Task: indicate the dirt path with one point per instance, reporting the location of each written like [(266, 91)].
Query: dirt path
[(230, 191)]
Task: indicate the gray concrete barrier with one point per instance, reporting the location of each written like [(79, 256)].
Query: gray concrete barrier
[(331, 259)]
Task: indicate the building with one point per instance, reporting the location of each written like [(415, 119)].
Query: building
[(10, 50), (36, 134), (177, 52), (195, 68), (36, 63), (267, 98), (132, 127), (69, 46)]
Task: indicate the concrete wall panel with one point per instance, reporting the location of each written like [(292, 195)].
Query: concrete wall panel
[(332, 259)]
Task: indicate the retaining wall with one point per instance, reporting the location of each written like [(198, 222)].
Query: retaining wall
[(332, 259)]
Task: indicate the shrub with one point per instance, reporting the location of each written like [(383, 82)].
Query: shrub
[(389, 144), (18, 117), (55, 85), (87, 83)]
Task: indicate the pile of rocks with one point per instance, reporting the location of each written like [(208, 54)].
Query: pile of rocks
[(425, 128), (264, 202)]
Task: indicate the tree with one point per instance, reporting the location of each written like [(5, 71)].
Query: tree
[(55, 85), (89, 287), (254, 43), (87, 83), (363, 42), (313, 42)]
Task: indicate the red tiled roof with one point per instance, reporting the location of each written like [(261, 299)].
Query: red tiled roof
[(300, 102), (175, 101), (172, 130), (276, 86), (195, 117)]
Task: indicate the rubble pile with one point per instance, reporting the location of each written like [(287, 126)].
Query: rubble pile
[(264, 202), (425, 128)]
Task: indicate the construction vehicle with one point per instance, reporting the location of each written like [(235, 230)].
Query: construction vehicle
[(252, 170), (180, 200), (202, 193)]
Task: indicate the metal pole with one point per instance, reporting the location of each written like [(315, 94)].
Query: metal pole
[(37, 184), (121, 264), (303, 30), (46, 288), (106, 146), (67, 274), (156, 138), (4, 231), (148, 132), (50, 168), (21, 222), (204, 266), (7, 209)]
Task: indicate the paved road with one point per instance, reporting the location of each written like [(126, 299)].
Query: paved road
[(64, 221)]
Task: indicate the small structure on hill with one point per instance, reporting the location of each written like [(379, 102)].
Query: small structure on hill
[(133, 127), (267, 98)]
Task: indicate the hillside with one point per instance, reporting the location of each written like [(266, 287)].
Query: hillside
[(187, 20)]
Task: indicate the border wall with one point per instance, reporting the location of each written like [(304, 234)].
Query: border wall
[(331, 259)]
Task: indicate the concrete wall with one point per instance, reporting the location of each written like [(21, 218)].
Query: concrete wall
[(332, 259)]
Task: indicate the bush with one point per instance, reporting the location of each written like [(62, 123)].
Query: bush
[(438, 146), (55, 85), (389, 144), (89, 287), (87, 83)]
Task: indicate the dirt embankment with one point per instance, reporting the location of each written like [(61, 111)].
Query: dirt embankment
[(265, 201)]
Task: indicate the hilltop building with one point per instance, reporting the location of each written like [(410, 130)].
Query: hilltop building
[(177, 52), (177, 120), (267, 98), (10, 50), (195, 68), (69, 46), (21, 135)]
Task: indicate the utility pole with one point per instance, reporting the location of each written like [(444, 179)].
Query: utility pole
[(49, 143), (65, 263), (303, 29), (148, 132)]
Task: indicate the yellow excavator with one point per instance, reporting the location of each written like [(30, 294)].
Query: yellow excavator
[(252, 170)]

◆ ◆ ◆ ◆ ◆

Exercise instructions ▸ Print every line from the one that contains "Task: indicate the utility" to the end of the records, exactly as written, and nothing more.

Output for this task ▸
Task: indicate the utility pole with one point per instance, reporting the location of each written like [(444, 179)].
Query: utility pole
[(49, 143), (65, 263), (303, 29), (148, 132)]
Task: indicate the yellow excavator with one point per instance, reporting the location of each written like [(30, 294)].
Query: yellow excavator
[(252, 170)]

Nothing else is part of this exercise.